>> begin INFORMATION PROVIDED

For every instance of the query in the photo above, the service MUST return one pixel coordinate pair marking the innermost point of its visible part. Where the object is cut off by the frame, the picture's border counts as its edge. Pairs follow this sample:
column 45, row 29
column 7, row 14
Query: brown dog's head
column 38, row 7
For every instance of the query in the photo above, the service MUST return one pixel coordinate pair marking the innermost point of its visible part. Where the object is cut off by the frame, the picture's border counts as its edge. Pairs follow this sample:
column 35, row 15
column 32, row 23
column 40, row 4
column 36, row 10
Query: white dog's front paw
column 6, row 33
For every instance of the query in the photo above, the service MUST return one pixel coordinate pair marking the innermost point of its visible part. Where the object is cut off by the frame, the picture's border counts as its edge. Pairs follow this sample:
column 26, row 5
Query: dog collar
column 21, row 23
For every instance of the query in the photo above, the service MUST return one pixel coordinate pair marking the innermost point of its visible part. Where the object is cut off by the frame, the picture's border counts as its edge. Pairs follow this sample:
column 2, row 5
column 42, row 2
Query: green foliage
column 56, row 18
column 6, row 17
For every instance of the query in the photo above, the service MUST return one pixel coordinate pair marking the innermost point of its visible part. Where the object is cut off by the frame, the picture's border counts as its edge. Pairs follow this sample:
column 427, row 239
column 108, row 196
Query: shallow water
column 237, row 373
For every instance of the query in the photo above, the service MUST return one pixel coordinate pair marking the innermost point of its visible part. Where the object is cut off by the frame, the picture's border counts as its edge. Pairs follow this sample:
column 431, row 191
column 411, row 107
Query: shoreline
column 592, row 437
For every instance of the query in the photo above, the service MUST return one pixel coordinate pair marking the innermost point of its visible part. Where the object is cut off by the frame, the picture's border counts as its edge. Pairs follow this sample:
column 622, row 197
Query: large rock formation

>> end INFORMATION PROVIDED

WHAT YOU SHOULD DO: Turn the material, from its first line through the line that contains "column 6, row 33", into a Markdown table with the columns No. and Line. Number each row and leave out any blank lines.

THE ANSWER:
| No. | Line |
|---|---|
| 1 | For every instance of the query in the photo above, the service MUST return one pixel coordinate pair marking the innermost point of its visible part. Where the object is cut off by the frame, the picture's border counts as its edge. Pairs follow this sample: |
| 2 | column 45, row 29 |
| 3 | column 7, row 14 |
| 4 | Query: brown dog's head |
| 5 | column 38, row 7 |
| 6 | For every instance of the query in the photo above, the service MUST return one pixel coordinate pair marking the innermost point of its visible part. Where the object is cut off by the frame, the picture's border counts as its edge. Pairs follow this sample: |
| 7 | column 35, row 15 |
| 8 | column 32, row 23 |
| 9 | column 40, row 4 |
| 10 | column 36, row 10 |
| 11 | Query: white dog's front paw |
| 12 | column 6, row 33 |